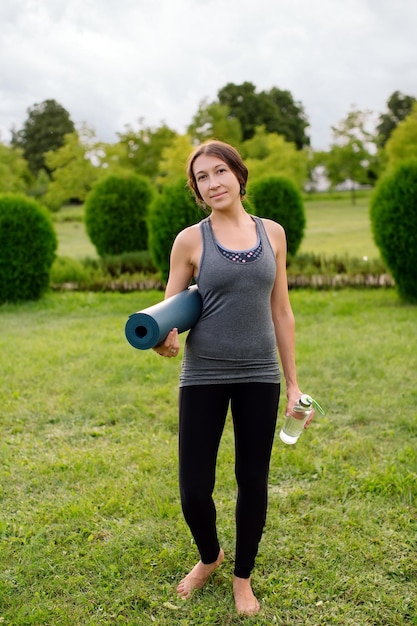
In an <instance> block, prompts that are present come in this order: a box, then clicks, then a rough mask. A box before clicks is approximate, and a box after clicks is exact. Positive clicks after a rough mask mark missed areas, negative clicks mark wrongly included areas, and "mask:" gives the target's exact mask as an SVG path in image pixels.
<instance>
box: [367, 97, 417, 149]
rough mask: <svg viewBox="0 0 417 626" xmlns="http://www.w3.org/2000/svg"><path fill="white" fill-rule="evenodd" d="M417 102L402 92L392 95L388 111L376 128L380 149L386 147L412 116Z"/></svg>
mask: <svg viewBox="0 0 417 626" xmlns="http://www.w3.org/2000/svg"><path fill="white" fill-rule="evenodd" d="M416 102H417V101H416V98H414V97H413V96H406V95H405V94H402V93H401V92H400V91H394V93H393V94H391V96H390V97H389V98H388V101H387V108H388V111H387V112H386V113H383V114H382V115H380V117H379V124H378V126H377V128H376V130H377V143H378V146H379V147H381V148H383V147H384V146H385V144H386V143H387V141H388V139H389V138H390V137H391V135H392V133H393V131H394V130H395V129H396V128H397V126H398V124H399V123H400V122H402V121H403V120H405V118H406V117H408V116H409V115H410V113H411V111H412V108H413V106H414V105H415V103H416Z"/></svg>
----
Task description: Copy the lines above word for word, from the first line through the last, and leave out the pictures.

Response:
In an <instance> block, prompts that are present come in this order: a box, then clicks, then a rough mask. A box before clicks is approximate, and a box after clicks is exact. Positive clicks after a rough mask mark missed areas, negative clicks mark wrongly included areas, and "mask:" gives the target's exact mask as an SVG path in image pixels.
<instance>
box: [367, 97, 417, 149]
rough mask: <svg viewBox="0 0 417 626" xmlns="http://www.w3.org/2000/svg"><path fill="white" fill-rule="evenodd" d="M417 102L402 92L392 95L388 111L376 128L380 149L386 147L412 116Z"/></svg>
mask: <svg viewBox="0 0 417 626" xmlns="http://www.w3.org/2000/svg"><path fill="white" fill-rule="evenodd" d="M416 102H417V101H416V98H414V97H413V96H406V95H405V94H402V93H401V92H400V91H394V93H393V94H391V96H390V97H389V98H388V101H387V108H388V111H387V112H386V113H383V114H382V115H380V117H379V124H378V126H377V128H376V130H377V143H378V146H379V147H381V148H383V147H384V146H385V144H386V143H387V141H388V139H389V138H390V137H391V135H392V133H393V131H394V130H395V129H396V128H397V126H398V124H399V123H400V122H402V121H403V120H405V118H406V117H408V116H409V115H410V113H411V111H412V108H413V106H414V105H415V103H416Z"/></svg>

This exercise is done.